Document text =>
/---

Azerbaijan Georgia Turkey Project

Through the Paleolithic/Epipaleolithic Age

Archaeological excavations at Azikh cave in the Garabagh region of Azerbaijan demonstrate that ancient people populated this territory circa 2 million years ago. Discovered within the cave was a mandible fragment belonging to an Azikhantrop human that dates to 350,000-400,000 years ago in addition to one of the world’s oldest discoveries: the remains of a fireplace dating to 700,000 years ago. The Middle Paleolithic Period, dating to approximately 150,000 years ago to 35,000-40,000 years ago, was the era of the Neanderthals. Rich artifact finds that were discovered in Azikh cave and neighboring Taghlar cave reflect the daily lifestyles and technological progresses (such as stone tool development) fostered by Middle Paleolithic people. Modern humans continually developed new technologies as they expanded geographically. Presently, modern human origin scholarship focuses on cave and shelter sites.

Gobustan Rock Art
This petroglyth from the Gobustan National Historical-Artistic Preserve depicts several human figures, and possibly a representation of a boat.

\---

Stated problem a => Rewrite the passage of the text on early human settlement in Azerbaijan starting at "Gobustan Rock Art" and ending at "representation of a boat.", substituting "vessel" for "boat".

Object pointing dataset rows =>
/---

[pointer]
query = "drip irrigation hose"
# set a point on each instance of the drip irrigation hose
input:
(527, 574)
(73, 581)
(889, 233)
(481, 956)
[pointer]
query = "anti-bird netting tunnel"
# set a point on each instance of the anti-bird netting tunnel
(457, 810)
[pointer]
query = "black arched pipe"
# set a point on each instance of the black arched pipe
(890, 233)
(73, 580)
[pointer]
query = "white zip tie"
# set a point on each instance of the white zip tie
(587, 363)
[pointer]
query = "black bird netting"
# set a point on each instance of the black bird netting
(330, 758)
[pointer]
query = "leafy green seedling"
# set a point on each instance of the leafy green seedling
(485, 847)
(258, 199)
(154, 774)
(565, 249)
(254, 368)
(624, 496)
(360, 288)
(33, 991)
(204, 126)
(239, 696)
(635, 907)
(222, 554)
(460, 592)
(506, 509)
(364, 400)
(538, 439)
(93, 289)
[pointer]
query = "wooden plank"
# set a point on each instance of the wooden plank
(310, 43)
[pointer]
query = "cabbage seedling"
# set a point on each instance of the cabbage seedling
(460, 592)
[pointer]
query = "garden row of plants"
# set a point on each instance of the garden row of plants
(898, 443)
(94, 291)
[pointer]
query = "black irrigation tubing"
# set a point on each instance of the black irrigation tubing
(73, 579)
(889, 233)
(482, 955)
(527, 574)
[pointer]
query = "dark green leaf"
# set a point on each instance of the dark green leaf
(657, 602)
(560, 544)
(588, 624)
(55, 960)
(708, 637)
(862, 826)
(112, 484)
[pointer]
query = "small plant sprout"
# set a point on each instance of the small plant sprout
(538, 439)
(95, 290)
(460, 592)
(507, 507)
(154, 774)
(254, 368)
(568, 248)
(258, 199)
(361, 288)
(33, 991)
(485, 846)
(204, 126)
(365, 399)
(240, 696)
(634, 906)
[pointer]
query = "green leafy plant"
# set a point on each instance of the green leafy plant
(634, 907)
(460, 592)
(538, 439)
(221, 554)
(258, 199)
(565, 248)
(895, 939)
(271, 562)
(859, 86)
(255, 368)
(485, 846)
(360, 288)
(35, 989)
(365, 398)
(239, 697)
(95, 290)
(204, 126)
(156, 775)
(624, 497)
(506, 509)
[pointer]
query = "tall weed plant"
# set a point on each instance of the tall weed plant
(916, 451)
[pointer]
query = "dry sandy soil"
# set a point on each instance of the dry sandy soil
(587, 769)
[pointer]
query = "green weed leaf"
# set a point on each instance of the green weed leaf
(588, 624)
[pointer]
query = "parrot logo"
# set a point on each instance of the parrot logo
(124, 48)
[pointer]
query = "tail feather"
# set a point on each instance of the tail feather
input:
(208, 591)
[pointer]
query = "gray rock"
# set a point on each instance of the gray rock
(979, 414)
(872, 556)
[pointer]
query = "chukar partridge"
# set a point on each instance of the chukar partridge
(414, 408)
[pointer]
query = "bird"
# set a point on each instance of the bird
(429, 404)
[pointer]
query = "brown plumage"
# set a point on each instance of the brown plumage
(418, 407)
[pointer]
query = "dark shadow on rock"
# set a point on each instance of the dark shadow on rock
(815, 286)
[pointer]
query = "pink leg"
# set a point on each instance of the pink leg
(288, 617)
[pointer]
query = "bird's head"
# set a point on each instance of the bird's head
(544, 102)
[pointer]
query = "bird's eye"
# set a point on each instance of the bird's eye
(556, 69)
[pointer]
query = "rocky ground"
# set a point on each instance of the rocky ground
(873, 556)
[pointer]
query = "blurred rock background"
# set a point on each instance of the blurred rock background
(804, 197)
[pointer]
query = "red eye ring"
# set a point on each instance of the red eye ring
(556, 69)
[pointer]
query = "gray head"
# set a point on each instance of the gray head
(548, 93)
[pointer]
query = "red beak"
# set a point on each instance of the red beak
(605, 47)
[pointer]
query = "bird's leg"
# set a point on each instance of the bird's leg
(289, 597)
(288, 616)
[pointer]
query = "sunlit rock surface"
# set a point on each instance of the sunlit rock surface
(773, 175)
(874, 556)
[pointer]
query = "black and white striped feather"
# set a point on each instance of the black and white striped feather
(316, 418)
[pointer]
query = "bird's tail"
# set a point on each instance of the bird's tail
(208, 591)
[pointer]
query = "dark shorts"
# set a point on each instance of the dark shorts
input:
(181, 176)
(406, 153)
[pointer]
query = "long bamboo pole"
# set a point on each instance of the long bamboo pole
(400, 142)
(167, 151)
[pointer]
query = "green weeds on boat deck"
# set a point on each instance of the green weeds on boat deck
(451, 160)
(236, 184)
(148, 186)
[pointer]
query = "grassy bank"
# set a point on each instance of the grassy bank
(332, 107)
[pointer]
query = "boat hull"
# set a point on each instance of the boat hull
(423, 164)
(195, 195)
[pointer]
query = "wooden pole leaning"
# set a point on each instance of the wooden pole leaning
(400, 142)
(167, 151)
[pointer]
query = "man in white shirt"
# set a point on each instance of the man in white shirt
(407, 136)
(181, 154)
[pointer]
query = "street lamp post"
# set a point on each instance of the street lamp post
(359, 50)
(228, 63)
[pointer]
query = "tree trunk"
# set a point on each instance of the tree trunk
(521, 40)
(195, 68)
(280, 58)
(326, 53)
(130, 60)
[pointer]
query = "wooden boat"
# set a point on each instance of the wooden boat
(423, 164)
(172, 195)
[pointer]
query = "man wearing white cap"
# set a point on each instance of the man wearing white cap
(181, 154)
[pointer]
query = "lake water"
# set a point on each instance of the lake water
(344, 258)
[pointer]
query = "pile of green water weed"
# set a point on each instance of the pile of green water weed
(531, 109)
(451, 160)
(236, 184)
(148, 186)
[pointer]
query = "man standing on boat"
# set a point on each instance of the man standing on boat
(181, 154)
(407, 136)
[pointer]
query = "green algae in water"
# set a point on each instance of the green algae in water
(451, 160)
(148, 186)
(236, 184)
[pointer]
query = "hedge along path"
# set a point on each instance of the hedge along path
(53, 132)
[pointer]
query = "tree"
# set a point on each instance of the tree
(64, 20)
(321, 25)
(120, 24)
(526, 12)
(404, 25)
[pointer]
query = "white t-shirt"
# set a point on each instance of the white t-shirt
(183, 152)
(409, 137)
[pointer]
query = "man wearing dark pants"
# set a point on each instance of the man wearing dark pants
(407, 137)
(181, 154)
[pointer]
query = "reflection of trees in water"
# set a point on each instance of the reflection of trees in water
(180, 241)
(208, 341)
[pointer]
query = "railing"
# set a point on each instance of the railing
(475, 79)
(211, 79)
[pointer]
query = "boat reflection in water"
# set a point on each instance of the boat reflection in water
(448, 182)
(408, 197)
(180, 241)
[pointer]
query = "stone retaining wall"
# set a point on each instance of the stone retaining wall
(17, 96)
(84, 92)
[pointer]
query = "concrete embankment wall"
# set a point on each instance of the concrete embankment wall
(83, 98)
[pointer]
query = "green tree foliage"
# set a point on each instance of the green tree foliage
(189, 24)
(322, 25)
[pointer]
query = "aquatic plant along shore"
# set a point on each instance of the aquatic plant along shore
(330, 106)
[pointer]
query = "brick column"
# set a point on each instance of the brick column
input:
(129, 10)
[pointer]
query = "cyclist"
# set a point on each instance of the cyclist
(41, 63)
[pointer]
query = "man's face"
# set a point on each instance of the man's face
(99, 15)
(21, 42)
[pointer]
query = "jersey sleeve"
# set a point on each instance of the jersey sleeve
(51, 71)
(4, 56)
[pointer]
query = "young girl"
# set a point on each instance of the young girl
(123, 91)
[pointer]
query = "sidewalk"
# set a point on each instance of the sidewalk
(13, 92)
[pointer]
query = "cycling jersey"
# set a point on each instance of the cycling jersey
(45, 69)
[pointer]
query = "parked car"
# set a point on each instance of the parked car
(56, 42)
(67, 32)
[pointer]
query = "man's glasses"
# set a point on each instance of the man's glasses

\---

Stated problem b => Count the lines of the records that contain the string "striped" and state only that number.

Final answer a =>
Gobustan Rock Art
This petroglyth from the Gobustan National Historical-Artistic Preserve depicts several human figures, and possibly a representation of a vessel.

Final answer b => 2